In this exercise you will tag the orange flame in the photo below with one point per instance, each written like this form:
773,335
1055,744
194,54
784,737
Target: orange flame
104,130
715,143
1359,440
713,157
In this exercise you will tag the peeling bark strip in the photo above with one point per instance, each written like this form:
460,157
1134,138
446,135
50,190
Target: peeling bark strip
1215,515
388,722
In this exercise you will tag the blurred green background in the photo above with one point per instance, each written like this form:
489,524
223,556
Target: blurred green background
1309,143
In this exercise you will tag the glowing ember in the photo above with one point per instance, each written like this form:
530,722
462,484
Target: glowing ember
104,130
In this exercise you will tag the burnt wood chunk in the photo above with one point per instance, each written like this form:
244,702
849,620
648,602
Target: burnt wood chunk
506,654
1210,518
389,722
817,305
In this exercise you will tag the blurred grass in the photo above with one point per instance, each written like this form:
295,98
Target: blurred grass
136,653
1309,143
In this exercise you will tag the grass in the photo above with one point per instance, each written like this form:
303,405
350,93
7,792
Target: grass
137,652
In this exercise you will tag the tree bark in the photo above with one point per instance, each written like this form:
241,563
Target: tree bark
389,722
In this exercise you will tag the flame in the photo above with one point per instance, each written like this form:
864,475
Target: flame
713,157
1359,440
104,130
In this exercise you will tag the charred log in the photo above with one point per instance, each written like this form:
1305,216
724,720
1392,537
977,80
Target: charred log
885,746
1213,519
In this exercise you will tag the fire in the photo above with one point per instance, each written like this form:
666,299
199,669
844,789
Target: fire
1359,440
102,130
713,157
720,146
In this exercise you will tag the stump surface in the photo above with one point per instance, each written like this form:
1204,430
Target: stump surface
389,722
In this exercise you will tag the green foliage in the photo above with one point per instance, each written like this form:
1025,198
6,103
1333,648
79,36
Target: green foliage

* * *

→ **Your instructions**
Return, unchanged, the stretch of the items from the line containing "In this exercise you will tag the flame" through the last line of the items.

→ **Task answer**
In this exercise you will tag the flame in the photo above with one point per instance, each written like this form:
864,475
Target: flame
713,157
1359,440
104,130
In this exercise you will tag the charred log in the photo above with one point per instance, each written like this form:
1305,216
724,720
1392,537
977,80
Target: charred log
885,746
1213,519
In this exercise you will tag the fire in the photo above with one point per instance, each written like this form:
666,299
199,669
844,789
Target: fire
1359,440
102,130
713,157
720,146
In this exercise you will tag the stump surface in the photo above with one point per instance, each written like this form:
1204,430
Target: stump surface
389,722
In this exercise you will tag the green foliage in the photo above with one point per instance, each written like this form:
1025,198
6,103
1333,648
79,36
Target: green foliage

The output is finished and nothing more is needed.